- Study questions
a) In the Zylet text, what result does the text report alongside the statement that Zylet did not demonstrate efficacy in the blepharoconjunctivitis trial? Answer in one or two sentences.
b) Answer these questions from the Zylet text:
(i) For how many days did patients in the lid inflammation trial receive treatment?
(ii) On which day was the mean change from baseline blepharoconjunctivitis score compared?
(iii) What does the text say about safety and effectiveness in elderly patients compared with younger patients?
c) From the Zylet text, list every condition in which the drug is said to be contraindicated, including each specific disease named.

In the lid inflammation trial, Zylet with warm compresses did not demonstrate efficacy compared to vehicle with warm compresses. Patients received warm compress lid treatment plus Zylet or vehicle for 14 days. The majority of patients in both treatment groups showed reduced lid inflammation.
In the blepharoconjunctivitis trial, Zylet did not demonstrate efficacy compared to vehicle, loteprednol etabonate ophthalmic suspension, or tobramycin ophthalmic solution. There was no difference between treatment groups in mean change from baseline blepharoconjunctivitis score at Day 15.
There were no differences in safety assessments between the treatment groups in either trial.
No overall differences in safety and effectiveness have been observed between elderly and younger patients.
No information provided.
Zylet, as with other steroid anti-infective ophthalmic combination drugs, is contraindicated in most viral diseases of the cornea and conjunctiva including epithelial herpes simplex keratitis (dendritic keratitis), vaccinia, and varicella, and also in mycobacterial infection of the eye and fungal diseases of ocular structures.

- Data records
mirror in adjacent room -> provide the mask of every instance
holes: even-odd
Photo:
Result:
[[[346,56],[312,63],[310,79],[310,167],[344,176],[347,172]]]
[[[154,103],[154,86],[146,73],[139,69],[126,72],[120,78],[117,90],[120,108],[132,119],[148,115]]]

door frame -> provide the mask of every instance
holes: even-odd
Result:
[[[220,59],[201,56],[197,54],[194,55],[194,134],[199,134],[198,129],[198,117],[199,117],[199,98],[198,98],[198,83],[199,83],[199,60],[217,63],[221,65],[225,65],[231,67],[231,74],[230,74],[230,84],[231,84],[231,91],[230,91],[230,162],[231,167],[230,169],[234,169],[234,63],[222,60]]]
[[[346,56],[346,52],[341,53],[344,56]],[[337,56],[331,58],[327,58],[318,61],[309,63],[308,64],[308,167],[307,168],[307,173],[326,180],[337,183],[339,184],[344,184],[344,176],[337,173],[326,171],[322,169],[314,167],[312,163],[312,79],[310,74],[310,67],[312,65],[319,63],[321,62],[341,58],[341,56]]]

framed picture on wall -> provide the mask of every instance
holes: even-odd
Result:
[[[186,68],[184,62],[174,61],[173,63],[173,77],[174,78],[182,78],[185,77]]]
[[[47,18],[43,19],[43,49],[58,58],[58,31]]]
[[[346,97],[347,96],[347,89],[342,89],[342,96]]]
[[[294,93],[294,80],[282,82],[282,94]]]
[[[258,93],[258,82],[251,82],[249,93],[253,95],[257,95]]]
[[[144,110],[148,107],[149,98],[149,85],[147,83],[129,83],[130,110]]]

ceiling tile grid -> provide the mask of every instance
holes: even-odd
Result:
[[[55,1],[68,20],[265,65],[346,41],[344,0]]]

- Written answers
a) The text states that there was no difference between treatment groups in mean change from baseline blepharoconjunctivitis score at Day 15.

b)
(i) 14 days.
(ii) Day 15.
(iii) No overall differences in safety and effectiveness have been observed between elderly and younger patients.

c)
- Most viral diseases of the cornea and conjunctiva
- Epithelial herpes simplex keratitis (dendritic keratitis)
- Vaccinia
- Varicella
- Mycobacterial infection of the eye
- Fungal diseases of ocular structures